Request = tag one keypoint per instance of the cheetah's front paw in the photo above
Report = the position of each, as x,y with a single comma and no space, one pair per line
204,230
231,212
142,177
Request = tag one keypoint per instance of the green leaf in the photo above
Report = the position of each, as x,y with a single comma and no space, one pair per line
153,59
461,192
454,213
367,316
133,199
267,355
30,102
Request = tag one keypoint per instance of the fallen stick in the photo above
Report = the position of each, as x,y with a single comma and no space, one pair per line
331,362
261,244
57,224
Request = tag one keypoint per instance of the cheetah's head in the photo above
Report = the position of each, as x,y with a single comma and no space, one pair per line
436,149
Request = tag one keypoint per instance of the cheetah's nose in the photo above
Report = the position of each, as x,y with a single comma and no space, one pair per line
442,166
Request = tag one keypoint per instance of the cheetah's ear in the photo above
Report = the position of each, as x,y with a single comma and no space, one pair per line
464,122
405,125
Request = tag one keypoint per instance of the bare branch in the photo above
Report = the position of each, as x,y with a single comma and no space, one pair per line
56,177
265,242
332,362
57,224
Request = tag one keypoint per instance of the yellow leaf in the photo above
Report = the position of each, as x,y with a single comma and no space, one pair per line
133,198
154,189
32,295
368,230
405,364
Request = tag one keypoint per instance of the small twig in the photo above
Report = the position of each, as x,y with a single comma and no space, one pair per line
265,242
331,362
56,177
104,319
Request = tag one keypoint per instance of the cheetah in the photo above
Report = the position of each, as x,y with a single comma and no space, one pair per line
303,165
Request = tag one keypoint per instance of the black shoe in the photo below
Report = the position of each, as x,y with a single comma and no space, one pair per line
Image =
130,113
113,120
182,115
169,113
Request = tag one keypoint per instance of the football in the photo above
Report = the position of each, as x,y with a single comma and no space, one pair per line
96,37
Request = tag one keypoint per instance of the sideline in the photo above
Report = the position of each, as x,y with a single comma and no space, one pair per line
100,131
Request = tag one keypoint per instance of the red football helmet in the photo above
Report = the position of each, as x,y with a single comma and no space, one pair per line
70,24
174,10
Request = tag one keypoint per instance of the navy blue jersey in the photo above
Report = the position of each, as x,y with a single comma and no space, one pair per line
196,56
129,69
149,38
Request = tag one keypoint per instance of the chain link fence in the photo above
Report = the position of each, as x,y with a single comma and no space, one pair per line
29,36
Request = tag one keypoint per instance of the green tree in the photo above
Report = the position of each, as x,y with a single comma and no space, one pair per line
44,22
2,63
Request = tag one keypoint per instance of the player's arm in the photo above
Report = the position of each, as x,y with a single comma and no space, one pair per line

|---|

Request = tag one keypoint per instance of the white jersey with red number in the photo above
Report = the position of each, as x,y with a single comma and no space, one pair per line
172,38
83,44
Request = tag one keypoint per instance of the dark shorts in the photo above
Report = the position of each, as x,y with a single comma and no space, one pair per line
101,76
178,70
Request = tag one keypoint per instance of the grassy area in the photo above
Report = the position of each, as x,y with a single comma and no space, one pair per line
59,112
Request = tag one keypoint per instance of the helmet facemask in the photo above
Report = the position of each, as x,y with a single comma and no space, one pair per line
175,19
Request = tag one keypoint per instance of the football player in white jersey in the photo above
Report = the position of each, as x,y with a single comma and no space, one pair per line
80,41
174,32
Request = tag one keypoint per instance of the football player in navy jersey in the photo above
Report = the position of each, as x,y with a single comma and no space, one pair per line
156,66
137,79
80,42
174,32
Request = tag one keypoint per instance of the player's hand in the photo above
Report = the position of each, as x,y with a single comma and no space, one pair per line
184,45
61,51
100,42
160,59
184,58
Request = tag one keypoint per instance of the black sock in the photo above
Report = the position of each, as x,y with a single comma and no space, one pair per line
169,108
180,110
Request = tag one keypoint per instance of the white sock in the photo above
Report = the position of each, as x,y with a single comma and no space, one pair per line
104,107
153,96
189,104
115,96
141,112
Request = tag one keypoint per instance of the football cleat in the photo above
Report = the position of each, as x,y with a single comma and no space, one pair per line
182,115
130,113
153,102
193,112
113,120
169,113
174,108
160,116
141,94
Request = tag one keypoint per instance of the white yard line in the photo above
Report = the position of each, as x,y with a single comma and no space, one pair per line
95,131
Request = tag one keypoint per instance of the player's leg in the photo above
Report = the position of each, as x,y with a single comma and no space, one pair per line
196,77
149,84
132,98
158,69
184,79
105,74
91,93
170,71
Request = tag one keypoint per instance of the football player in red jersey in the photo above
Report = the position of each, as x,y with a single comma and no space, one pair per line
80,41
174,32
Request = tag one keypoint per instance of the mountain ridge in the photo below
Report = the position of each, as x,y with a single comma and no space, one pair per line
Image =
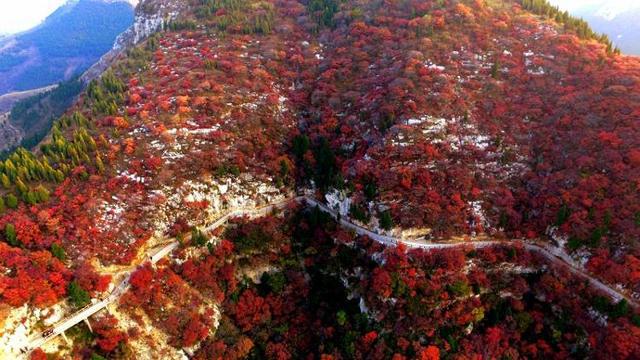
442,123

|---|

Stated problem – Please pull out every line in the rows above that contains the word "below", copying each such line unchanged.

Solution to this exercise –
Request = tag one keypoint per instance of the black shoe in the photo below
Request = tag one keypoint per instance of the mountain ridge in the photo below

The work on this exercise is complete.